- **DIRECTIONS**:
1) Return the part of the text on African-Americans and the Civil War anniversary starting at "Impressive numbers, yet, for" and ending at "dress up as slaves.", word for word.
2) Write the next part of the text on African-Americans and the Civil War anniversary, picking up after its final sentence.

======== DOCUMENT TEXT

Impressive numbers, yet, for many African-Americans, it is difficult to embrace the 150th anniversary of the war.
While white Civil War enthusiasts don uniforms — with a decided preference in Missouri for gray — and women slip into silk hoop skirts for balls, few African-Americans care to dress up as slaves.
“A dozen or so here and there” will participate as soldiers in battle re-enactments, said Hari Jones, curator of the African-American Civil War Memorial and Museum.
Jones blames “propaganda” that twisted the history of the black experience. Much Civil War literature, illustration and film, from “The Birth of a Nation” to “Gone With the Wind,” depicted African-Americans as pathetic, simpleminded, subservient and dependent.
“I’m sure that if they really knew the history of how African-Americans fought for their freedom, at Island Mound, Fort Wagner, at Honey Springs in Indian Territory, the Battle of Vicksburg and so many others, they would feel differently about their African-American history,” Jones said.
“For African-Americans not to celebrate the anniversary of the Civil War would be like Americans not to pop firecrackers on the Fourth of July.”
To that, the Rev. David A. Gilmore, pastor of Centennial United Methodist Church in Kansas City, replies that he knows of black Americans, “who, not only do they not celebrate the Civil War, but they don’t even celebrate the Fourth of July or call it Independence Day, because on that day in 1776 black people were still slaves.”
“It is easy to celebrate the end of something if you have been delivered from it,” he said. “But if you either consciously or subconsciously feel you are still caught in the throes of this thing, it is hard. As a people, we have not been delivered.”
•••
Shortly after the war began, a Virginia slave named Harry Jarvis slipped off to Fort Monroe, held by Union Gen. Benjamin Butler. He asked to enlist, but Butler said no, that “it wasn’t a black man’s war.”
“I told him it would be a black man’s war before they got through,” recounted Jarvis, who was made a laborer as “contraband of war.”
Although black men had fought as individuals in the Revolution and in the War of 1812, a 1792 law barred them from the U.S. Army.

================
======== DATA LINES

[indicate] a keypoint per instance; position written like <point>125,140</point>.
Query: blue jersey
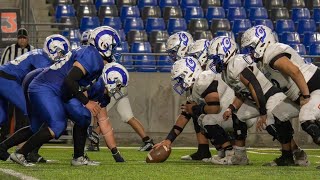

================

- **RESULTS FOR THE EXERCISE**:
1)
Impressive numbers, yet, for many African-Americans, it is difficult to embrace the 150th anniversary of the war.
While white Civil War enthusiasts don uniforms — with a decided preference in Missouri for gray — and women slip into silk hoop skirts for balls, few African-Americans care to dress up as slaves.

2)
Even in spring 1861, when Washington looked as if it would fall before any Northern forces reached it, 300 of the capital’s free black community gathered for its defense. The War Department replied that it had “no intention … to call into the service of the Government any colored soldiers.”
Abraham Lincoln was among those resisting the idea of black soldiers at first. He had no love for slavery, but neither was he a believer in racial equality.
“In arguably his worst racial moment,” said David Blight, author of “Race and Reunion: The Civil War in American Memory,” Lincoln addressed black ministers in 1862:
“I will say then that I am not, nor ever have been, in favor of bringing about in any way the social and political equality of the white and black races; I am not nor ever have been in favor of making voters or jurors of negroes, nor of qualifying them to hold office, nor to intermarry with white people….”
He, like many other white leaders, believed that foreign colonies populated by black emigrants would solve the post-war race question.
Frederick Douglass, a former slave and guiding intellectual, was having none of it.
“Once let the black man get upon his person the brass letter, U.S., let him get an eagle on his button, and a musket on his shoulder and bullets in his pocket,” he said, “there is no power on earth that can deny that he has earned the right to citizenship.”
In manpower-short Kansas, Sen. James Lane already had begun recruiting former slaves for an all-black unit, with even a few black officers, another breakthrough.
Lt. Patrick Henry Minor’s role at Island Mound appears to make him the nation’s first black officer to lead members of his race in battle.
The black soldiers are said to have sung…
Once a slave but now we’s free,
marchin’ in the infantry.
So lift your heads and hold dem high,
The 1st Kansas Colored is passin’ by…
That fall in 1862 they occupied the Toothman farm, put up some rough breastworks, dubbed it Fort Africa. Rebel irregulars rode up; the raw recruits came out and fought them off.
The Kansas unit, not even officially mustered in, lost eight men that day — six black, one Cherokee and one white officer. All but the white officer are buried here, but no stone marks the spot. That could change with plans to declare Island Mound a historic site.
By the time the 1st Kansas Colored was breathing powder smoke outside Butler, the thinking of Lincoln and others in the North had evolved.
The Union Army had been bled in a series of defeats, but Lincoln needed more than just new regiments. He wanted to take a higher moral ground to discourage European support of Richmond and slavery.
He revealed his intention to a divided Cabinet in mid-1862, but had to wait months for a Union victory so his plan wouldn’t be seen as desperation.
The Battle of Antietam offered his chance, and on Jan. 1, 1863, Lincoln issued the Emancipation Order, in some ways one of the strangest seminal documents of our history.
It would free 3.1 million of the nation’s 4 million slaves, but only those held in the deep South, most of whom were beyond federal reach.
Those in bondage in Missouri, Kentucky and Maryland, all under federal control, had to wait two more years. Lincoln needed every border state Unionist — including many holding slaves. He did urge the states toward their own gradual emancipations.
“Northern generals came to realize the huge advantage they had if they recruited black soldiers,” said Jimmy Johnson, a Kansas City archaeologist and high school history teacher. Unrelated to Willadina Johnson, he said his great-grandfather George Washington, a Platte County slave who escaped to Quindaro, Kan., also joined the 1st Kansas Colored.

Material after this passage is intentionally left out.